+++ Supplied material +++
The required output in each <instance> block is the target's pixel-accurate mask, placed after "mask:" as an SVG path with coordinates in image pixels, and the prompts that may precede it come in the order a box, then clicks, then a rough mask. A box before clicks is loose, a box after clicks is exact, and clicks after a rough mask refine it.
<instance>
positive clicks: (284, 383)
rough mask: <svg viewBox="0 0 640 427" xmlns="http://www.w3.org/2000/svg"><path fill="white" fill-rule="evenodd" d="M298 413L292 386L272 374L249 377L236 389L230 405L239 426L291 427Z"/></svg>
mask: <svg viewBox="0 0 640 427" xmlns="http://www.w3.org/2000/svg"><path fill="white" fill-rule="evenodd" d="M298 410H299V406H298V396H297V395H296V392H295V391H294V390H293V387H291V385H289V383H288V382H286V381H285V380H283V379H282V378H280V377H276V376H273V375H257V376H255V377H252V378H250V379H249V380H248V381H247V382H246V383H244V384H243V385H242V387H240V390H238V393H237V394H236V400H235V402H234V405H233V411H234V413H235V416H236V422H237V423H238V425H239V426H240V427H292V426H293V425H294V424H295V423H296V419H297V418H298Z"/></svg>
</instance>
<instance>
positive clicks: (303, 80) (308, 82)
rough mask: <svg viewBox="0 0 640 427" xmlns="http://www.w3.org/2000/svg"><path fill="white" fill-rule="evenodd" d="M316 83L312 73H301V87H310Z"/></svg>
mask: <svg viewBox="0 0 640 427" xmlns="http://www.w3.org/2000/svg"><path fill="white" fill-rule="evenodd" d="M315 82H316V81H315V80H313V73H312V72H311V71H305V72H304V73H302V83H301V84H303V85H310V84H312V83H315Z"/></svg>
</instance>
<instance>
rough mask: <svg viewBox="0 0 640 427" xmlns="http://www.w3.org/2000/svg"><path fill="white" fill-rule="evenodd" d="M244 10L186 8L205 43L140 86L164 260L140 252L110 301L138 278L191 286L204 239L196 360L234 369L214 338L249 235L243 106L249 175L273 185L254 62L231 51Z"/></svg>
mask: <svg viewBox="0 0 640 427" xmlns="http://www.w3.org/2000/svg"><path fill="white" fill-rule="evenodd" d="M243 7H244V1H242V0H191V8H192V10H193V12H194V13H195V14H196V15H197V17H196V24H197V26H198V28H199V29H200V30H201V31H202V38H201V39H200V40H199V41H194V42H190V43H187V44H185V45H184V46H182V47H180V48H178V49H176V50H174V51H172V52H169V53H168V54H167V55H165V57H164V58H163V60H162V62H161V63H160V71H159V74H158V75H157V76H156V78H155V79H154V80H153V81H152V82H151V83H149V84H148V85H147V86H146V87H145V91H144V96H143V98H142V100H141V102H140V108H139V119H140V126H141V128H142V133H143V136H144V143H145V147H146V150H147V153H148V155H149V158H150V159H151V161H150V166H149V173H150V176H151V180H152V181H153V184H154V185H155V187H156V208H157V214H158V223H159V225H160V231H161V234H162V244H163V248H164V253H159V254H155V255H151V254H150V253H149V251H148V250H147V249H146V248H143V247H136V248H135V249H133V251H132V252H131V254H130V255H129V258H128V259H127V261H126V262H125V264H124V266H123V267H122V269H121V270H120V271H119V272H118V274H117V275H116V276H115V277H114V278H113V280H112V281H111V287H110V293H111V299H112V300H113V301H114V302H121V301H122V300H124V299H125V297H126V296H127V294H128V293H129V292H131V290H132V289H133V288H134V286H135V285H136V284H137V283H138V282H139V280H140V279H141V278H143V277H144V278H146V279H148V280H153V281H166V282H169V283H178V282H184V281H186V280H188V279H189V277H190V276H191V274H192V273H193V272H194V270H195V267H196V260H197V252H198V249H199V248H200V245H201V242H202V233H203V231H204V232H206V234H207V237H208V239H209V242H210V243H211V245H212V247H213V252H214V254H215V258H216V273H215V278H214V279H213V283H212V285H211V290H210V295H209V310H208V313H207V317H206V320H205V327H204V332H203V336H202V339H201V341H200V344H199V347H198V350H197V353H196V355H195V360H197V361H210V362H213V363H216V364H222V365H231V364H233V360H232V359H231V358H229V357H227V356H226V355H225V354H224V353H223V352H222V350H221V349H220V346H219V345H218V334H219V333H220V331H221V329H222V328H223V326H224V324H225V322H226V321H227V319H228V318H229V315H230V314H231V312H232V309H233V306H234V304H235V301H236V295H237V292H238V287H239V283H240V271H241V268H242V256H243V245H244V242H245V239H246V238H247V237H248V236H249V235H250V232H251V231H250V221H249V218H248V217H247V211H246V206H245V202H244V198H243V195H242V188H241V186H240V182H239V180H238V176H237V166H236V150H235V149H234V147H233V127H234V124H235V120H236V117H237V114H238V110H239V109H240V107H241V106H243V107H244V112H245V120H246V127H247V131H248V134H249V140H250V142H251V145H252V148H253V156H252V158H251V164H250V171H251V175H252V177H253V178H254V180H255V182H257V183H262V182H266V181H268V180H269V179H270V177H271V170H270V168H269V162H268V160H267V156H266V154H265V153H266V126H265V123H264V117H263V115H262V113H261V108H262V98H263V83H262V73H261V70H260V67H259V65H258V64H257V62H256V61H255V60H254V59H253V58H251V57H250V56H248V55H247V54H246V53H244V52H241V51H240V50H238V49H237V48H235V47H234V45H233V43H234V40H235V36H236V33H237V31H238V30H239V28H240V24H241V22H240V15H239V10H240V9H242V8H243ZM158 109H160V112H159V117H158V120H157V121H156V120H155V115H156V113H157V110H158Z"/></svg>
+++
** Brief **
Only one number is wanted: how many lines in the records above contain the string "positive".

** Answer **
2